What this task involves:
Repeat all of the following data word for word.

[START OF Input rows]

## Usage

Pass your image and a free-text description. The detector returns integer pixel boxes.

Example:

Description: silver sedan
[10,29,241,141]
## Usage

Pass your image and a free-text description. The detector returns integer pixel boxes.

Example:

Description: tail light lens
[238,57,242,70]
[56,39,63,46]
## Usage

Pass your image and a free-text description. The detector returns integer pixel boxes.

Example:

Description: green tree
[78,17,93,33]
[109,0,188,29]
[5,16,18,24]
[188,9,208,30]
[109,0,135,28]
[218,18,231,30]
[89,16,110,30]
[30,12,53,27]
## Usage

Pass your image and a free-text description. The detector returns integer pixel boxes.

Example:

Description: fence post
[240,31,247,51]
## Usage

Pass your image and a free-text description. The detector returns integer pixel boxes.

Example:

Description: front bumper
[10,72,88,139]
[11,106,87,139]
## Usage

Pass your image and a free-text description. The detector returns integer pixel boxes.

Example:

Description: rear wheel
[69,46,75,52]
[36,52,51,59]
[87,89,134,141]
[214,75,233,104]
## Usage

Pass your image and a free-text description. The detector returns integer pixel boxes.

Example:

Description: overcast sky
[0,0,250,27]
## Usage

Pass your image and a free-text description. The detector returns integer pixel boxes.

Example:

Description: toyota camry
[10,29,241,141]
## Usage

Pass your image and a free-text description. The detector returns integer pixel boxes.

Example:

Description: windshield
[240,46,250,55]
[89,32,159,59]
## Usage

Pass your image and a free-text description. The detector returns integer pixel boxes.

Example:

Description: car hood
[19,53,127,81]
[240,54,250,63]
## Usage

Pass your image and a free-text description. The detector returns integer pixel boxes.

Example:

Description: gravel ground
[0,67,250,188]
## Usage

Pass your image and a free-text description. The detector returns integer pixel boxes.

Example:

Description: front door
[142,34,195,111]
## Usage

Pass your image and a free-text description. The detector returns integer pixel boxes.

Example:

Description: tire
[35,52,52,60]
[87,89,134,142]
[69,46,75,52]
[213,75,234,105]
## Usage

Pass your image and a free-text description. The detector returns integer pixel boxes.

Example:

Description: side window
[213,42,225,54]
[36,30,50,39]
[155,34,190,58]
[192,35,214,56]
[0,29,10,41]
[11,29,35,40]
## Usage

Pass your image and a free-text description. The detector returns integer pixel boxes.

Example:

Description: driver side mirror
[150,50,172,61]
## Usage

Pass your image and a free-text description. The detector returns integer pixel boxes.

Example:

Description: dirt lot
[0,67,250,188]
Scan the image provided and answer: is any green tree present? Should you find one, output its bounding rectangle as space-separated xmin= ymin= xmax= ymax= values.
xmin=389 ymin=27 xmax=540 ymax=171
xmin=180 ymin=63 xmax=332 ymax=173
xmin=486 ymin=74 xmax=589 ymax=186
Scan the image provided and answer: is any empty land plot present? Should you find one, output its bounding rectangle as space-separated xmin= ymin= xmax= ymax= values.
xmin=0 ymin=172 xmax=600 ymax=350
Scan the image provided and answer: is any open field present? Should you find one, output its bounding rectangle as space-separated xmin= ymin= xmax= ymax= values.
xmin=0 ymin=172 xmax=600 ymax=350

[END OF Input rows]

Answer for this exercise:
## Usage

Pass your image and a free-text description. The detector returns integer pixel boxes.

Example:

Description: silver sedan
[10,29,241,141]
## Usage

Pass your image and a free-text description. The detector returns integer pixel boxes.

Example:

Description: tail light lens
[238,57,242,70]
[56,39,63,46]
## Usage

Pass your image and a free-text description. The detector returns integer pixel boxes.

Example:

Description: green tree
[78,17,93,33]
[109,0,188,29]
[5,16,18,24]
[188,9,208,30]
[109,0,135,28]
[218,18,231,30]
[89,16,110,30]
[30,12,53,27]
## Usage

Pass your image and a free-text description. The detector returns integer pixel boxes.

Example:

Description: fence post
[240,31,247,51]
## Usage

Pass your image and a free-text description. The detector returns integer pixel boxes.

Example:

Description: front bumper
[10,72,88,139]
[11,106,87,139]
## Usage

Pass your image and a free-text description. The detector returns integer pixel boxes.

Example:

Description: rear wheel
[69,46,75,52]
[36,52,51,59]
[87,89,134,141]
[214,75,233,104]
## Usage

Pass your image and a free-text description. The detector returns integer pixel boxes.

Example:

Description: overcast sky
[0,0,250,27]
## Usage

Pass your image and a free-text description. The detector returns integer pixel boxes.

Example:

Description: toyota camry
[10,29,241,141]
## Usage

Pass your image and a free-text description. The detector returns integer pixel boxes.

Example:

Description: windshield
[240,46,250,55]
[89,32,159,59]
## Usage

Pass your image and a free-text description. The detector returns integer pixel boxes.

Example:

Description: car hood
[19,53,127,81]
[240,54,250,63]
## Usage

Pass your image and a free-text description. The detector returns integer pixel boxes.

Example:

Description: gravel ground
[0,67,250,188]
## Usage

Pass your image and a free-text description. The detector returns integer pixel boxes.

Example:

Description: front door
[142,34,195,111]
## Usage

Pass your image and a free-text description. The detector returns integer pixel boxes.

Example:

Description: tire
[35,52,52,60]
[87,89,134,142]
[69,46,75,52]
[213,75,234,105]
## Usage

Pass your image and a free-text description. The detector returns integer pixel boxes.

Example:

Description: side window
[213,42,225,54]
[36,30,50,39]
[155,34,190,58]
[192,35,214,56]
[0,29,10,41]
[11,29,35,40]
## Usage

Pass your image and a free-text description. The detector returns integer pixel boxes.

Example:

Description: driver side mirror
[150,50,172,61]
## Usage

Pass your image and a free-text description. The detector returns integer pixel boxes.

Example:

Description: dirt lot
[0,67,250,188]
Scan the image provided and answer: is any green tree present? Should you find one, output its bounding rectangle as space-separated xmin= ymin= xmax= ymax= values.
xmin=389 ymin=27 xmax=540 ymax=171
xmin=180 ymin=63 xmax=332 ymax=173
xmin=486 ymin=74 xmax=589 ymax=186
Scan the image provided and answer: is any empty land plot present? Should you find one, output its bounding rectangle as space-separated xmin= ymin= xmax= ymax= values.
xmin=0 ymin=172 xmax=600 ymax=350
Scan the image provided and answer: is any open field present? Should you find one, output its bounding rectangle as space-separated xmin= ymin= xmax= ymax= values.
xmin=0 ymin=172 xmax=600 ymax=350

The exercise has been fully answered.